* _EXTRAIT FOURNI_
Arriva ce qui arriva, il fut cotisé par le fisc et les tribunaux ont eu à se pencher sur la nature du contrat le liant à la CLP parce que le médecin a contesté vigoureusement les cotisations.

Questions en litige

Code civil du Québec et common law

Parmi les questions en litige se trouvait celle reliée au droit applicable. Le Code civil du Québec contient des articles se rapportant aux notions de contrat d’entreprise et de contrat d’emploi. Dans les autres provinces du Canada, ce sont les règles de la common law qui s’appliquent. La Cour fédérale a une fois de plus reconnu le principe de complémentarité du droit civil québécois au droit fédéral lorsque les conditions de l’article 8.1 de la Loi d’interprétation L.R.C. (1985), c. I-21 sont rencontrées. Théoriquement, cela pourrait entraîner des différences de traitement entre les justiciables des différentes provinces du Canada, mais la Cour a démontré qu’il y avait de grandes similitudes entre les règles du Code civil et celles de la common law quoiqu’au plan conceptuel, l’approche différait.

Les critères de distinction

Le Code civil stipule à l’article 2085 :

  • 2085. Le contrat de travail est celui par lequel une personne, le salarié, s’oblige, pour un temps limité et moyennant rémunération, à effectuer un travail sous la direction ou le contrôle d’une autre personne, l’employeur.

Les articles 2098 et 2099 se lisent ainsi :

  • 2098. Le contrat d’entreprise ou de service est celui par lequel une personne, selon le cas l’entrepreneur ou le prestataire de services, s’engage envers une autre personne, le client, à réaliser un ouvrage matériel ou intellectuel ou à fournir un service moyennant un prix que le client s’oblige à lui payer.
  • 2099. L’entrepreneur ou le prestataire de services a le libre choix des moyens d’exécution du contrat et il n’existe entre lui et le client aucun lien de subordination quant à son exécution. Pour le contrat de travail, la notion de contrôle et de direction de la part de l’employeur est importante. Pour le contrat d’entreprise, l’absence de lien de subordination importe.

* _ENTRÉES DE DONNÉES_
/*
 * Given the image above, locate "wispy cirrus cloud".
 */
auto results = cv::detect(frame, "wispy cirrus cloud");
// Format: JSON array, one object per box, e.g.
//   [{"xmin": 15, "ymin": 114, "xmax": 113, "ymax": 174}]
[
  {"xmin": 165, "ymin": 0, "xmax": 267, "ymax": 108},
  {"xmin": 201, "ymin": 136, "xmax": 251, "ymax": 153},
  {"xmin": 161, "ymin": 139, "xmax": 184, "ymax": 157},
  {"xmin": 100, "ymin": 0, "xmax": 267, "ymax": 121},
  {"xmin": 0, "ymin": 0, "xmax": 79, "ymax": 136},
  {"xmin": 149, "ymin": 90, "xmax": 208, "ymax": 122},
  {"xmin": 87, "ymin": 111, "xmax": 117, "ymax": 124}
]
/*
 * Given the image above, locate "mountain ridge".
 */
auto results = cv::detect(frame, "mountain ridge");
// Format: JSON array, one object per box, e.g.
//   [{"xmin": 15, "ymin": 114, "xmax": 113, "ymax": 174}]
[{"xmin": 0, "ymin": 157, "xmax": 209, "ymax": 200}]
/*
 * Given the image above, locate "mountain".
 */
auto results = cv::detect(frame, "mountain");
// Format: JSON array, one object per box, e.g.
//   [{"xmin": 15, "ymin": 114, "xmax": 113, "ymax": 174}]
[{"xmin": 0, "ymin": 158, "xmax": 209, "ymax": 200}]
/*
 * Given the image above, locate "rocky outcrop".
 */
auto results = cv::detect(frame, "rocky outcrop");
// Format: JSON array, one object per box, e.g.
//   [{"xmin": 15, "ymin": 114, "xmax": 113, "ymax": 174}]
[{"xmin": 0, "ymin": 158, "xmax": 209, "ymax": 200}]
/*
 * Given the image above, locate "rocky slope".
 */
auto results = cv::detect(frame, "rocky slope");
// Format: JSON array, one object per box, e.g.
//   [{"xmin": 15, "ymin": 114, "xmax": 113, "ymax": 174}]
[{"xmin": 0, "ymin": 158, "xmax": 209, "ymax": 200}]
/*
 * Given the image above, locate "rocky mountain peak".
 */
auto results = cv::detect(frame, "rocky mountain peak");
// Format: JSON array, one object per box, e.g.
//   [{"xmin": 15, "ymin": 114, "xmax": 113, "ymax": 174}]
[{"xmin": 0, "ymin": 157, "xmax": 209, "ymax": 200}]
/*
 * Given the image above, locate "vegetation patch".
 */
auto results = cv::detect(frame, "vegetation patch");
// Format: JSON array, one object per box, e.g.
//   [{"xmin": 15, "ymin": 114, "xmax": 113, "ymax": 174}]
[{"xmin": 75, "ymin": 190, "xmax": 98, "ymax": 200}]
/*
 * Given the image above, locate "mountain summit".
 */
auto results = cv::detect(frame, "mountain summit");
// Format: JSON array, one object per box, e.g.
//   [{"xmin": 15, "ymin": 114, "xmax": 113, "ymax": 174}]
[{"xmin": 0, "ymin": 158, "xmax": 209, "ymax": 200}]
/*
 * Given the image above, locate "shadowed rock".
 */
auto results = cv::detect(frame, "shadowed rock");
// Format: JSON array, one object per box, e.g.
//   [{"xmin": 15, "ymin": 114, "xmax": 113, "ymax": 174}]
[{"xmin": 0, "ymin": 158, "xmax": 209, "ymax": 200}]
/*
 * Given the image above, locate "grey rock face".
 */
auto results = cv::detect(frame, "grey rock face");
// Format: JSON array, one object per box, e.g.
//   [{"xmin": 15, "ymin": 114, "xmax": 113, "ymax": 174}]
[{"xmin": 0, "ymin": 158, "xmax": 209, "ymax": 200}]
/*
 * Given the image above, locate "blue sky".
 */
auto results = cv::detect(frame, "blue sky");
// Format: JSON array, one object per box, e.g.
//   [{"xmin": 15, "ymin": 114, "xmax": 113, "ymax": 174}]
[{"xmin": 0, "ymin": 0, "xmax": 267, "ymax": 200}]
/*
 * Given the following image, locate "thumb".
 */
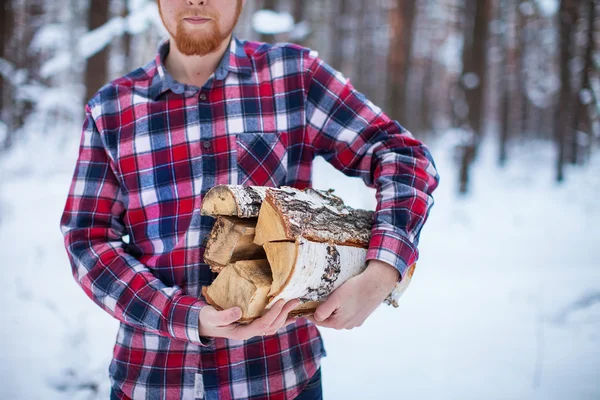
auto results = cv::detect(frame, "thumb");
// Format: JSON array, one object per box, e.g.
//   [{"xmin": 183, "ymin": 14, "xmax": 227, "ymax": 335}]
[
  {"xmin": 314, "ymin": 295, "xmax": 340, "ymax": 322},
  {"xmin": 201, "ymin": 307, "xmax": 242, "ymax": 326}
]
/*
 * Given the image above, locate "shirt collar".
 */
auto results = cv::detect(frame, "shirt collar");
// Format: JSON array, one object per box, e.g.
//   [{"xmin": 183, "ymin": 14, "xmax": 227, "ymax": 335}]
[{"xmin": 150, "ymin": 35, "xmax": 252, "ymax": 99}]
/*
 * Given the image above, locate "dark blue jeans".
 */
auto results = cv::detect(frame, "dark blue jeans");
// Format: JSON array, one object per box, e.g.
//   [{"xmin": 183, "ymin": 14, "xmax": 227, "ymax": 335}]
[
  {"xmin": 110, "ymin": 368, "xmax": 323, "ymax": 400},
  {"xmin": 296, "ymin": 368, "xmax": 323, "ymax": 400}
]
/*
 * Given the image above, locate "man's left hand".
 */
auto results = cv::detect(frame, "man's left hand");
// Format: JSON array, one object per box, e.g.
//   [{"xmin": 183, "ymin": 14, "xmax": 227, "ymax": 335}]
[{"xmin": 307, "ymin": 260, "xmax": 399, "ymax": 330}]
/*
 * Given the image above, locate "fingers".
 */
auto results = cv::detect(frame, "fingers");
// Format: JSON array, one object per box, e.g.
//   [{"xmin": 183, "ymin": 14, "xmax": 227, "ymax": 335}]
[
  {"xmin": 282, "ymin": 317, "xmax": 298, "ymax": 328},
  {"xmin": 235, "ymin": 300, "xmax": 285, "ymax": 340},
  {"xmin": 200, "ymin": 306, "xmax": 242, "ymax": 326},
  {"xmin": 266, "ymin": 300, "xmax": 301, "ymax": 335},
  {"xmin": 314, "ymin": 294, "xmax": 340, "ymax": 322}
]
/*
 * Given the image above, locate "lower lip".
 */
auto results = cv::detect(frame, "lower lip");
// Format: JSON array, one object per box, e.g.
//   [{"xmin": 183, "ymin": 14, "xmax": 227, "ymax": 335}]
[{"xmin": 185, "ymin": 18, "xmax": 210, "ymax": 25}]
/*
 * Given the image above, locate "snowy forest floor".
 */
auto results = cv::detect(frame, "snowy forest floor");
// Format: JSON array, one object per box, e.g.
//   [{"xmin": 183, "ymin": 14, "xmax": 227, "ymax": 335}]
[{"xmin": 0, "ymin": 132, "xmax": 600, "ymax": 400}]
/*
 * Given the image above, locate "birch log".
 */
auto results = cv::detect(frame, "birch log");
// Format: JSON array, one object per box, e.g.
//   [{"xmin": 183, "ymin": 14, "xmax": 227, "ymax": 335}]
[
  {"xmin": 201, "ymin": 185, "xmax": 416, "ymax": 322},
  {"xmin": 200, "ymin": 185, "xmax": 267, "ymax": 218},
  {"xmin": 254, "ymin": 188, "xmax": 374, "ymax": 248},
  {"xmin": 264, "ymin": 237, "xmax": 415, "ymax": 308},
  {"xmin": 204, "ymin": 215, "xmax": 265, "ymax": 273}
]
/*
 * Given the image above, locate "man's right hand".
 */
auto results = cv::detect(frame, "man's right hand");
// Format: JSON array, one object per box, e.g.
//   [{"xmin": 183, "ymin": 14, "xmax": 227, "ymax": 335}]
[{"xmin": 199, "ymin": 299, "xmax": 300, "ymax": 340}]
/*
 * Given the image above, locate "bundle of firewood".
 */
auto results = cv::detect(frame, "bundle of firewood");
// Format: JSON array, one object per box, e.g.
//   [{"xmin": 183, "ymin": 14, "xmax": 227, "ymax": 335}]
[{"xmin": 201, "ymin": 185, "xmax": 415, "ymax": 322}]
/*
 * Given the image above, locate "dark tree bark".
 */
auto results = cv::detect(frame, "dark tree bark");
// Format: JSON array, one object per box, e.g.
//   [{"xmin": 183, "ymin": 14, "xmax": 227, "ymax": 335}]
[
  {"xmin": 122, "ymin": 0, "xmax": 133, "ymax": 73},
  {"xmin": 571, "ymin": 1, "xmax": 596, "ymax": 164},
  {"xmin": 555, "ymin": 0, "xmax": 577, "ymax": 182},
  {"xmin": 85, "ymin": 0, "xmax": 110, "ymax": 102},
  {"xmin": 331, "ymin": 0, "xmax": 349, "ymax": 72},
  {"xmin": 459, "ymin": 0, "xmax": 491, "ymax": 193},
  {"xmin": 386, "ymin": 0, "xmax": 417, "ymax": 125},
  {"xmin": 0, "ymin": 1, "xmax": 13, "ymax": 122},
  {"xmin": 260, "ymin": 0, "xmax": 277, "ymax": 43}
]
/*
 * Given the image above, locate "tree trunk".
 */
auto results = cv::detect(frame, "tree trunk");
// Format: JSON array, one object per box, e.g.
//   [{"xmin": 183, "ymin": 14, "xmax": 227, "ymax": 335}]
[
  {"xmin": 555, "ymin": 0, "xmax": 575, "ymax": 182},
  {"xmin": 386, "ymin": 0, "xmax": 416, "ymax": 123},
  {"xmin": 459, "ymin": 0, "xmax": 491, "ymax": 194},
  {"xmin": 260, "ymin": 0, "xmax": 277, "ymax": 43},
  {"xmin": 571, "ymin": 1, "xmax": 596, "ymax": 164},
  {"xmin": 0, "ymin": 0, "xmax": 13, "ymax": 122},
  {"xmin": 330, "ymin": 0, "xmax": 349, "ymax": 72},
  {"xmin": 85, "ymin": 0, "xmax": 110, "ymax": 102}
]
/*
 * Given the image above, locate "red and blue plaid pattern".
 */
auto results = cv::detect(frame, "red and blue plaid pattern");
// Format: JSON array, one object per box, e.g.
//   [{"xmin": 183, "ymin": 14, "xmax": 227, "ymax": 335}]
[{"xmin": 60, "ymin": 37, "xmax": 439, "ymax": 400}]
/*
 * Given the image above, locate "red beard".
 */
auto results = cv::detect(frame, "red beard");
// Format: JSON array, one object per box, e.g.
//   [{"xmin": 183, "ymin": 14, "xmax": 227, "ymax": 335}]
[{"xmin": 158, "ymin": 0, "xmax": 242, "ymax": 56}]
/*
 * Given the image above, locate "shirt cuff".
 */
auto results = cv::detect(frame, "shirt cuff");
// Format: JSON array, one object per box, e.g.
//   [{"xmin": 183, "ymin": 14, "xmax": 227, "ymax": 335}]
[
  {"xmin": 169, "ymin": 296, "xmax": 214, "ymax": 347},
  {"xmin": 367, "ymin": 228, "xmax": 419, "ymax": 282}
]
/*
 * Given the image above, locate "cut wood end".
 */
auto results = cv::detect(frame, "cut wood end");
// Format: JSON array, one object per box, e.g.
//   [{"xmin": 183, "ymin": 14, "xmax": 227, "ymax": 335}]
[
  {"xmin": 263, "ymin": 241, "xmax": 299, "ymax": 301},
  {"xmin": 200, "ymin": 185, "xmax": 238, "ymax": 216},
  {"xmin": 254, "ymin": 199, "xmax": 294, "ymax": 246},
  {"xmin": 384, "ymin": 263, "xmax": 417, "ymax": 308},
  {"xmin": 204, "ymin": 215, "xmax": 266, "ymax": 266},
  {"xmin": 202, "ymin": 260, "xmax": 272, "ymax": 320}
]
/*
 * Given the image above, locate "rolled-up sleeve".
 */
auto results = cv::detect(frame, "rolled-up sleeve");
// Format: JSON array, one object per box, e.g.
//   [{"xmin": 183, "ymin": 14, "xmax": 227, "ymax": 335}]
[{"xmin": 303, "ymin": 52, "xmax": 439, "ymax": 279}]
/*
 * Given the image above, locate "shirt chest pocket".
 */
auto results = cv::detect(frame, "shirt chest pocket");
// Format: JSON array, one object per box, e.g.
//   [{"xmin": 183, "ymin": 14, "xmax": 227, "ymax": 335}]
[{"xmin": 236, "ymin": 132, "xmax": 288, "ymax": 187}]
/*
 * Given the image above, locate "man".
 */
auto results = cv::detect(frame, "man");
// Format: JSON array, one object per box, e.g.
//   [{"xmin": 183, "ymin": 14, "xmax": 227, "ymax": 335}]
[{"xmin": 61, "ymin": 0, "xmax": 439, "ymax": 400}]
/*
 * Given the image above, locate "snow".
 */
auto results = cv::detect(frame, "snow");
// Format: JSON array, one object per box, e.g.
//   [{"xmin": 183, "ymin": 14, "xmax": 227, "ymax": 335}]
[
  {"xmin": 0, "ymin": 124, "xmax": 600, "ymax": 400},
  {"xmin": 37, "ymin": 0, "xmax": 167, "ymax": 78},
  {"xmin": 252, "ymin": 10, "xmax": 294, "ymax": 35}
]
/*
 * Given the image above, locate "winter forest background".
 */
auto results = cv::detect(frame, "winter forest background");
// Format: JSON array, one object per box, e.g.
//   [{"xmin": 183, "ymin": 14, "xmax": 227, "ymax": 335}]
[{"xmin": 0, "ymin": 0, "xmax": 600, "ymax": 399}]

* _CONSIGNES À SUIVRE_
1. Traduisez en anglais cette phrase de l'extrait sur le Code civil du Québec : « Dans les autres provinces du Canada, ce sont les règles de la common law qui s’appliquent. »
2. Extrayez des entrées chaque ligne qui contient la chaîne « plaid ».
L'extrait et les entrées sont issus de sources distinctes.

* _RÉPONSES ATTENDUES_
1. In the other provinces of Canada, it is the rules of the common law that apply.

2.
 * Given the image above, locate "red and blue plaid pattern".
auto results = cv::detect(frame, "red and blue plaid pattern");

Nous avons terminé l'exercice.